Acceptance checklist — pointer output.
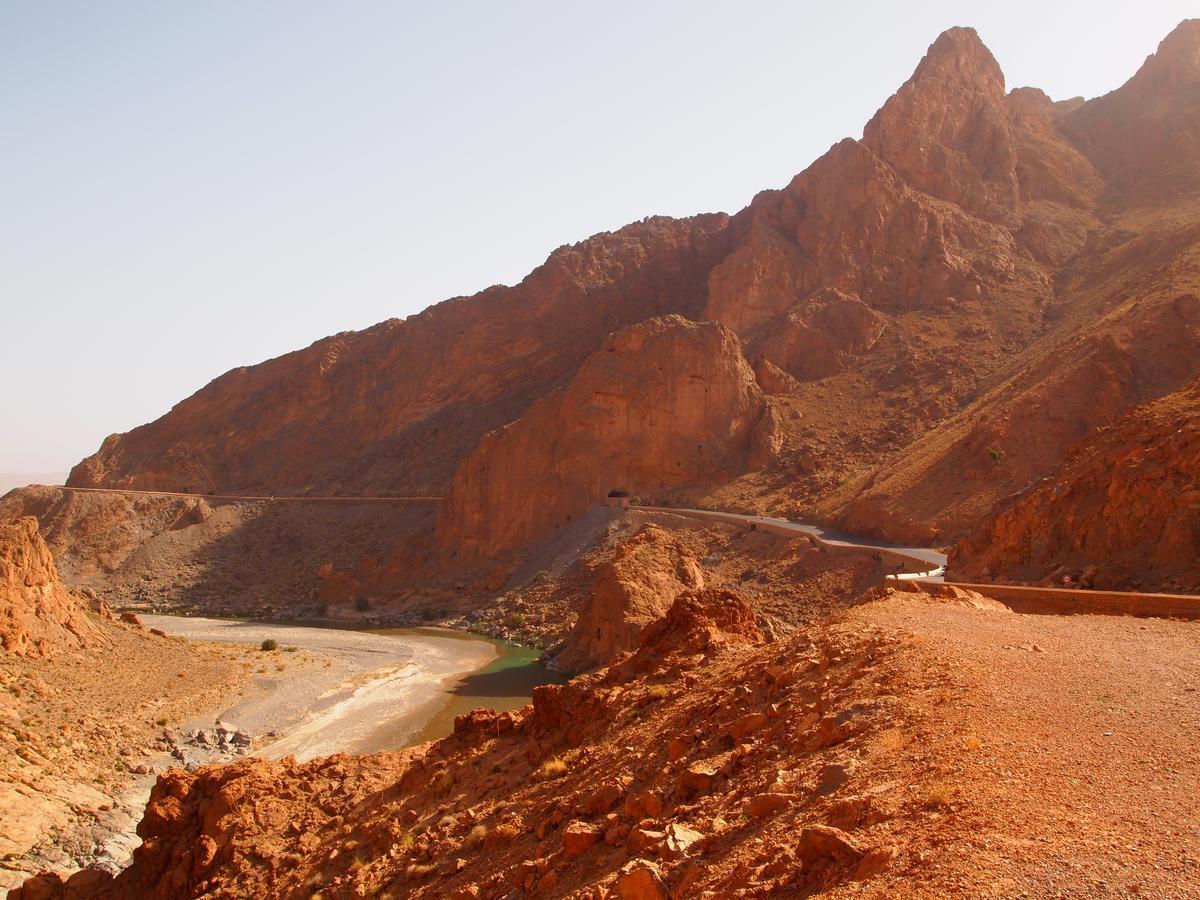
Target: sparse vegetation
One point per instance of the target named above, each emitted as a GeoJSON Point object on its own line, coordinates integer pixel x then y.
{"type": "Point", "coordinates": [505, 832]}
{"type": "Point", "coordinates": [891, 741]}
{"type": "Point", "coordinates": [553, 767]}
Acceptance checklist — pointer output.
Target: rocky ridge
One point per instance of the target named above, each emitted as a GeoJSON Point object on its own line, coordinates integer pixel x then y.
{"type": "Point", "coordinates": [1121, 513]}
{"type": "Point", "coordinates": [981, 259]}
{"type": "Point", "coordinates": [39, 616]}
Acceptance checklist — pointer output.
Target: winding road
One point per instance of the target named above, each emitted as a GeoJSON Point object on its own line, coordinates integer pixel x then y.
{"type": "Point", "coordinates": [931, 563]}
{"type": "Point", "coordinates": [250, 498]}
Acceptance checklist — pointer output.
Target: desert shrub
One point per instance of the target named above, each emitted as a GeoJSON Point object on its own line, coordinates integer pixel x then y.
{"type": "Point", "coordinates": [553, 767]}
{"type": "Point", "coordinates": [505, 832]}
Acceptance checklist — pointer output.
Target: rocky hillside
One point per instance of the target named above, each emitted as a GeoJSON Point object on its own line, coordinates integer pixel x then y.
{"type": "Point", "coordinates": [37, 616]}
{"type": "Point", "coordinates": [1122, 511]}
{"type": "Point", "coordinates": [874, 755]}
{"type": "Point", "coordinates": [664, 403]}
{"type": "Point", "coordinates": [937, 312]}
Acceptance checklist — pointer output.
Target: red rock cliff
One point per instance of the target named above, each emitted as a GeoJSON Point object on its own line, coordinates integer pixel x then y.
{"type": "Point", "coordinates": [1123, 507]}
{"type": "Point", "coordinates": [37, 617]}
{"type": "Point", "coordinates": [664, 403]}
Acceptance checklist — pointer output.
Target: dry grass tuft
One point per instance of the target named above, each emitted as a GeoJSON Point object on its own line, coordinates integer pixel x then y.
{"type": "Point", "coordinates": [505, 832]}
{"type": "Point", "coordinates": [891, 741]}
{"type": "Point", "coordinates": [553, 767]}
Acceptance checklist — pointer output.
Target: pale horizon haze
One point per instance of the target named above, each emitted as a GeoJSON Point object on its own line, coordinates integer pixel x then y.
{"type": "Point", "coordinates": [191, 187]}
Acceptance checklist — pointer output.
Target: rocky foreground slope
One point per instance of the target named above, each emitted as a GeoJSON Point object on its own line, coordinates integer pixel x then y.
{"type": "Point", "coordinates": [935, 312]}
{"type": "Point", "coordinates": [874, 755]}
{"type": "Point", "coordinates": [83, 703]}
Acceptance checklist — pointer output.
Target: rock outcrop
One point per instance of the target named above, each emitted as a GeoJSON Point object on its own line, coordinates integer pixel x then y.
{"type": "Point", "coordinates": [1122, 511]}
{"type": "Point", "coordinates": [37, 616]}
{"type": "Point", "coordinates": [634, 589]}
{"type": "Point", "coordinates": [661, 405]}
{"type": "Point", "coordinates": [395, 408]}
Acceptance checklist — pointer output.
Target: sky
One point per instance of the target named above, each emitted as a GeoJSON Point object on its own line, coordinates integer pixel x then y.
{"type": "Point", "coordinates": [186, 187]}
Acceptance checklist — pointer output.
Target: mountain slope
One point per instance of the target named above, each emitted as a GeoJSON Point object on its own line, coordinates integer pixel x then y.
{"type": "Point", "coordinates": [939, 311]}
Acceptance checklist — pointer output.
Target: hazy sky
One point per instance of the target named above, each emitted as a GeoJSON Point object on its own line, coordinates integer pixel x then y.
{"type": "Point", "coordinates": [186, 187]}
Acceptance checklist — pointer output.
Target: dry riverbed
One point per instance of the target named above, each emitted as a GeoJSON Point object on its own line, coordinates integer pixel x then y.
{"type": "Point", "coordinates": [319, 691]}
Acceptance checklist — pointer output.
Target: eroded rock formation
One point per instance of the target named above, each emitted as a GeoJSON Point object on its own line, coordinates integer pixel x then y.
{"type": "Point", "coordinates": [634, 589]}
{"type": "Point", "coordinates": [939, 311]}
{"type": "Point", "coordinates": [37, 616]}
{"type": "Point", "coordinates": [664, 403]}
{"type": "Point", "coordinates": [1122, 511]}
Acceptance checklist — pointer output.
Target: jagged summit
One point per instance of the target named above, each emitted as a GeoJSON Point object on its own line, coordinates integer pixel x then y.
{"type": "Point", "coordinates": [1177, 60]}
{"type": "Point", "coordinates": [970, 234]}
{"type": "Point", "coordinates": [947, 130]}
{"type": "Point", "coordinates": [960, 54]}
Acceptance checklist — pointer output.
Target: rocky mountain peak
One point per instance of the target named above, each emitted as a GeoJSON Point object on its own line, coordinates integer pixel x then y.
{"type": "Point", "coordinates": [960, 57]}
{"type": "Point", "coordinates": [947, 130]}
{"type": "Point", "coordinates": [1177, 60]}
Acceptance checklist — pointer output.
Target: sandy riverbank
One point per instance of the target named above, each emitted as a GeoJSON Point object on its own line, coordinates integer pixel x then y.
{"type": "Point", "coordinates": [336, 691]}
{"type": "Point", "coordinates": [376, 691]}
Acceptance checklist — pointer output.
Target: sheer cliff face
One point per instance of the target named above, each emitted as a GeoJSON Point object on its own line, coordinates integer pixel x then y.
{"type": "Point", "coordinates": [984, 276]}
{"type": "Point", "coordinates": [394, 408]}
{"type": "Point", "coordinates": [37, 617]}
{"type": "Point", "coordinates": [661, 405]}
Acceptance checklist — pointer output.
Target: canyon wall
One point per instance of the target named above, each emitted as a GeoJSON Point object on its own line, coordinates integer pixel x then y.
{"type": "Point", "coordinates": [664, 403]}
{"type": "Point", "coordinates": [1122, 511]}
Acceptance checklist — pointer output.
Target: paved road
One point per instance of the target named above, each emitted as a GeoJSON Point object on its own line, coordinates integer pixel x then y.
{"type": "Point", "coordinates": [934, 559]}
{"type": "Point", "coordinates": [245, 498]}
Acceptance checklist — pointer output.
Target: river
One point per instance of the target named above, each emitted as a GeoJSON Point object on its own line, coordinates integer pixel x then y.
{"type": "Point", "coordinates": [383, 689]}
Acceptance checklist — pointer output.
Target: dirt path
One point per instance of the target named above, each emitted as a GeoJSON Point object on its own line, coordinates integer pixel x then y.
{"type": "Point", "coordinates": [1069, 753]}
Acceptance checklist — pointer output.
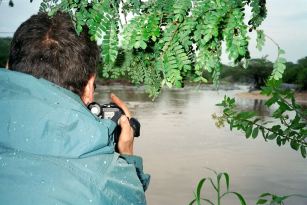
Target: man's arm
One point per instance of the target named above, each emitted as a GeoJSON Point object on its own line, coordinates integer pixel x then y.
{"type": "Point", "coordinates": [125, 143]}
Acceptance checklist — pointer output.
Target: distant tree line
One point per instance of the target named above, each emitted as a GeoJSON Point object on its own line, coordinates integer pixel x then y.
{"type": "Point", "coordinates": [257, 72]}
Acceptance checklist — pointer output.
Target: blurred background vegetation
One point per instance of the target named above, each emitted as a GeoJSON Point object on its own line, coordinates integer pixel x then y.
{"type": "Point", "coordinates": [256, 73]}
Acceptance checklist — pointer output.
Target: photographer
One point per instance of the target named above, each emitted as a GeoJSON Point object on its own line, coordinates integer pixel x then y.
{"type": "Point", "coordinates": [53, 150]}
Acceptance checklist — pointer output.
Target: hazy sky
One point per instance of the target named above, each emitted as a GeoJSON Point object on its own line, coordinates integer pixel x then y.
{"type": "Point", "coordinates": [286, 24]}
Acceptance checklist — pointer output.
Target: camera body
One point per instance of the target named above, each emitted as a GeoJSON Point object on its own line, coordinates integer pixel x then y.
{"type": "Point", "coordinates": [112, 112]}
■ ■ ■ ■
- _Goal of the exercise_
In your answer, include only the lines above starting at the line that holds "Target: dry riverbed" and ending at the line that holds "Target: sheer cliff face", copied exactly.

- _Task response_
Target: dry riverbed
One point per instance of the target named above, each emitted as a GeoJSON Point object on its own line, coordinates integer pixel x then y.
{"type": "Point", "coordinates": [319, 691]}
Acceptance checklist — pointer output.
Target: eroded rock formation
One point per instance of the target named above, each emitted as a GeoJSON Point object on its own line, coordinates integer pixel x then y.
{"type": "Point", "coordinates": [634, 589]}
{"type": "Point", "coordinates": [939, 311]}
{"type": "Point", "coordinates": [37, 616]}
{"type": "Point", "coordinates": [664, 403]}
{"type": "Point", "coordinates": [1122, 511]}
Acceptance checklist — pointer output.
Target: jagged summit
One point per instance of the target named above, each emitted as a GeoJSON Point object on its own line, coordinates integer pixel x then y.
{"type": "Point", "coordinates": [1177, 60]}
{"type": "Point", "coordinates": [970, 234]}
{"type": "Point", "coordinates": [947, 130]}
{"type": "Point", "coordinates": [960, 54]}
Acceptance checklist — pointer output.
Target: rocky mountain peak
One point per instance of the target named above, each emitted as a GeoJSON Point object on its own line, coordinates integer pixel x then y.
{"type": "Point", "coordinates": [960, 57]}
{"type": "Point", "coordinates": [947, 130]}
{"type": "Point", "coordinates": [1177, 60]}
Acceptance checklist — pointer output.
Target: sandy riverbank
One point per instance of the target named above, each emitted as a GeoJSON Point object on its own line, coordinates integer pixel x then y.
{"type": "Point", "coordinates": [336, 691]}
{"type": "Point", "coordinates": [376, 691]}
Acceptance checklist — pointer output.
Target: sheer cliff face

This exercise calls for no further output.